** START EXERCISE MATERIAL **

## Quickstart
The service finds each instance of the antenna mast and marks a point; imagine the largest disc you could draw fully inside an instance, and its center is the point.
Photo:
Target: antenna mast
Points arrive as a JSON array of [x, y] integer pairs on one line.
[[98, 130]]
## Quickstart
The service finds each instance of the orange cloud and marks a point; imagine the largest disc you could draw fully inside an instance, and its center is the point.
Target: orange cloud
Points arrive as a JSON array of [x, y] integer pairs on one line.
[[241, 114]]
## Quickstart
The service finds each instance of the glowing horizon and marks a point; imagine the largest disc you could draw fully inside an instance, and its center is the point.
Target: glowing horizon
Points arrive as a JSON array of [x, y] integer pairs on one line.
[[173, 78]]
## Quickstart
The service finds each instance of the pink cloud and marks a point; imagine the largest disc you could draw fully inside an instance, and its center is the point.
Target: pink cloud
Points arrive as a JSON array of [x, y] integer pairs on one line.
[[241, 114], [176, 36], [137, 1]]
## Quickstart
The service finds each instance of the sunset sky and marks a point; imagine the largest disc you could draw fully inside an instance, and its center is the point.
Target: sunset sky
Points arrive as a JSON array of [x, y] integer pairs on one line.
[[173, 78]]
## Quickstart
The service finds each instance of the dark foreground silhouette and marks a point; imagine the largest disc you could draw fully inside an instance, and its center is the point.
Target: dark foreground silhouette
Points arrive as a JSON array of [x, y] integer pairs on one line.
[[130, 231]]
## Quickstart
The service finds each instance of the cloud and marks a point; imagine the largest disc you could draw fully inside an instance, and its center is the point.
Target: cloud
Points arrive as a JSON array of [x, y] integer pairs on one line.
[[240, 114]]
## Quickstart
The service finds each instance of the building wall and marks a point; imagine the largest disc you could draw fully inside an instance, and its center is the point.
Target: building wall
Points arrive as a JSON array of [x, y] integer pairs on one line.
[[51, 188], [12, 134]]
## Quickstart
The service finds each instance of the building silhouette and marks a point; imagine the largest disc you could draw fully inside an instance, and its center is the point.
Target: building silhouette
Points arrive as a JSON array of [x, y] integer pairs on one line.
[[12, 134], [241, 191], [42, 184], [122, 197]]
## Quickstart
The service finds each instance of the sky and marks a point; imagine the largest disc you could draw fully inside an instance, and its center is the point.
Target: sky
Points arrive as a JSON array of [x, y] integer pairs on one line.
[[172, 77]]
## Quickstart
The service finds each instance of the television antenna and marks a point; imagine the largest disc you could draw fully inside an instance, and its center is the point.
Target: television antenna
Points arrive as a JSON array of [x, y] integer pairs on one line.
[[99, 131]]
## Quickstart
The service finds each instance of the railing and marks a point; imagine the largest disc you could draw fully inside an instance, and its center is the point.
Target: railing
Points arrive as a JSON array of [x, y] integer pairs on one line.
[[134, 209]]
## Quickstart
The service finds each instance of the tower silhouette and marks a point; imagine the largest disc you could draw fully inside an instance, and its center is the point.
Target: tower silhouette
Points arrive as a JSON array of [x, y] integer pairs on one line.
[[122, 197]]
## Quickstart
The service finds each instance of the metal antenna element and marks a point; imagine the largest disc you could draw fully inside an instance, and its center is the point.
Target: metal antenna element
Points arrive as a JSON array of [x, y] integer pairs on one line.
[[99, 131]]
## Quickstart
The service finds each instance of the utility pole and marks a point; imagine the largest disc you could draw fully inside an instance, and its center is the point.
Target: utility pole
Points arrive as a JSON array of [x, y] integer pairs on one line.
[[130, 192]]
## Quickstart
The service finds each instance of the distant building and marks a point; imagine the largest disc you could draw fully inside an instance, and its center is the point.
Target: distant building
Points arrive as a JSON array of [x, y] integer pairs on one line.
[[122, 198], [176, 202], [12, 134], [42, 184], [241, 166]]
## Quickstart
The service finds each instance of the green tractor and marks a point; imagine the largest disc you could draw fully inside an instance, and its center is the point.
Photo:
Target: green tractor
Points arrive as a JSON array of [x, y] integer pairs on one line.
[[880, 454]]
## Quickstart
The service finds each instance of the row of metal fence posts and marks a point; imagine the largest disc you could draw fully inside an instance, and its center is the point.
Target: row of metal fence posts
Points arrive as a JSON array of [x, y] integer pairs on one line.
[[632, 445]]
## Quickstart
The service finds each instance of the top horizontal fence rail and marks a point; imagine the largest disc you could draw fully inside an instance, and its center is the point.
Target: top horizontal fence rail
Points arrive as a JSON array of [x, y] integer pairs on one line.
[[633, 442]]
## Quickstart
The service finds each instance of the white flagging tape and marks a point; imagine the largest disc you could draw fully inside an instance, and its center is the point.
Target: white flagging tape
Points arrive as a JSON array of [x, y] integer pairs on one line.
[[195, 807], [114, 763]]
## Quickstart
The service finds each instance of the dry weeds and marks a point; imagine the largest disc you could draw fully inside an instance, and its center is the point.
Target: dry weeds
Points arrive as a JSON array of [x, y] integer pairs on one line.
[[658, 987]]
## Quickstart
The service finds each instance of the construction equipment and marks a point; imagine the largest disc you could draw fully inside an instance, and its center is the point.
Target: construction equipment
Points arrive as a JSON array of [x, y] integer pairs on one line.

** END EXERCISE MATERIAL **

**WHAT IS REQUIRED:** Rewrite all of the lines above as a numbered list, leaving out any blank lines.

**FULL RESPONSE:**
1. ## Quickstart
2. The service finds each instance of the antenna mast and marks a point; imagine the largest disc you could draw fully inside an instance, and its center is the point.
3. Photo:
4. Target: antenna mast
5. Points arrive as a JSON array of [x, y] integer pairs on one line.
6. [[98, 130]]
7. ## Quickstart
8. The service finds each instance of the orange cloud and marks a point; imagine the largest disc you could draw fully inside an instance, and its center is the point.
9. Target: orange cloud
10. Points arrive as a JSON array of [x, y] integer pairs on one line.
11. [[241, 114]]
12. ## Quickstart
13. The service finds each instance of the glowing horizon and marks a point; imagine the largest disc you could draw fully inside an instance, and its center is the point.
14. Target: glowing horizon
15. Points arrive as a JSON array of [x, y] integer pairs on one line.
16. [[173, 78]]
17. ## Quickstart
18. The service finds each instance of the pink cloud and marks a point; imagine the largest disc you could draw fully inside an instance, and its center is the point.
19. Target: pink cloud
20. Points arrive as a JSON array of [x, y] integer pairs on one line.
21. [[241, 114], [176, 36], [137, 1]]
22. ## Quickstart
23. The service finds each instance of the sunset sky and marks a point; imagine the largest disc you could draw fully inside an instance, and its center is the point.
24. Target: sunset sky
25. Points arrive as a JSON array of [x, y] integer pairs on one line.
26. [[173, 78]]
27. ## Quickstart
28. The service finds each instance of the dark foreground silhouette and marks a point; imagine the largest disc you could draw fully inside an instance, and its center is the point.
29. Target: dark foreground silhouette
30. Points arrive as a JSON array of [x, y] integer pairs on one line.
31. [[130, 231]]
32. ## Quickstart
33. The service finds each instance of the cloud and marks a point; imagine the largest disc you could draw fully inside an instance, and its center is the point.
34. Target: cloud
35. Points arrive as a JSON array of [x, y] integer pairs on one line.
36. [[240, 114]]
37. ## Quickstart
38. The service finds each instance of the building wall and marks a point; imagine the largest disc you could draw fully inside an instance, and its center is the point.
39. Target: building wall
40. Points arrive as a JSON array of [x, y] integer pairs on one line.
41. [[51, 188], [12, 134]]
42. ## Quickstart
43. The service finds each instance of the building silhouette and marks a point; imagine the largest disc you could draw fully inside an instance, and its center is the point.
44. Target: building silhouette
45. Points arrive as a JSON array of [x, y] integer pairs on one line.
46. [[12, 134], [241, 191], [42, 184], [122, 197]]
47. ## Quickstart
48. The service finds each instance of the sky and marks a point; imagine the largest disc you could draw fully inside an instance, and its center is the point.
49. Target: sky
50. Points arrive as a JSON array of [x, y] integer pairs on one line.
51. [[172, 77]]
52. ## Quickstart
53. The service finds each instance of the television antenna and marks a point; imagine the largest disc you could draw fully inside an instance, and its center is the point.
54. Target: television antenna
55. Points arrive as a JSON array of [x, y] integer pairs on one line.
56. [[99, 131]]
57. ## Quickstart
58. The service finds each instance of the railing and marks a point; imagine the largest disc you could draw fully inside an instance, and its center is the point.
59. Target: railing
60. Points arrive as a JSON array of [x, y] integer pairs on one line.
61. [[134, 209]]
62. ## Quickstart
63. The service finds each instance of the tower silhouette and marks a point; imagine the largest disc you could draw fully inside an instance, and its center is the point.
64. Target: tower silhouette
65. Points arrive as a JSON array of [x, y] integer pairs on one line.
66. [[122, 197]]
67. ## Quickstart
68. The service finds each instance of the metal antenna element and marks a point; imagine the largest disc you could draw fully inside an instance, and its center is the point.
69. Target: metal antenna element
70. Points arrive as a JSON array of [x, y] integer pairs on one line.
71. [[99, 131]]
72. ## Quickstart
73. The service finds each instance of the utility pole and marks a point; imagine the largest disc you could draw fully inside an instance, and its center is the point.
74. Target: utility pole
75. Points arrive as a JSON array of [x, y] integer pairs on one line.
76. [[130, 192]]
77. ## Quickstart
78. The service finds each instance of the distant building and marks a point; imagine the largest disc you could draw fully inside an instance, and its center is the point.
79. Target: distant building
80. Points arrive as a JSON array of [x, y] integer pairs on one line.
81. [[122, 198], [176, 202], [12, 134], [42, 184], [241, 166]]
82. ## Quickstart
83. The service finds each instance of the green tractor and marks a point; imagine the largest disc you could draw fully inside an instance, and its center is the point.
84. Photo:
85. Target: green tractor
86. Points arrive as a JSON array of [x, y] integer pairs on one line.
87. [[880, 454]]
88. ## Quickstart
89. The service finds each instance of the row of metal fence posts and marks a point; imagine the largest disc you could draw fully inside an instance, and its center is the point.
90. Target: row of metal fence posts
91. Points arrive as a JSON array of [x, y] integer pairs on one line.
92. [[632, 445]]
93. ## Quickstart
94. The service finds each instance of the top horizontal fence rail and marks a point; imagine the largest disc you could draw fully inside an instance, and its center is the point.
95. Target: top horizontal fence rail
96. Points arrive as a JSON array of [x, y] integer pairs on one line.
97. [[633, 442]]
98. ## Quickstart
99. The service finds each instance of the white flagging tape and marks a point; imagine the largest disc you could draw fully inside an instance, and its center is the point.
100. Target: white flagging tape
101. Points arrive as a JSON array of [x, y] integer pairs on one line.
102. [[195, 807], [114, 763]]
103. ## Quickstart
104. The service finds each instance of the dry weeds and marks a point; imagine the largest disc you could draw fully inside an instance, and its center is the point.
105. Target: dry weeds
106. Points arrive as a JSON array of [x, y] integer pairs on one line.
107. [[658, 987]]
108. ## Quickstart
109. The service finds each instance of the construction equipment and marks a point; imagine the largest disc you could draw fully inside an instance, and its center is the point.
110. Target: construction equipment
111. Points arrive as a JSON array of [x, y] integer pairs on one line.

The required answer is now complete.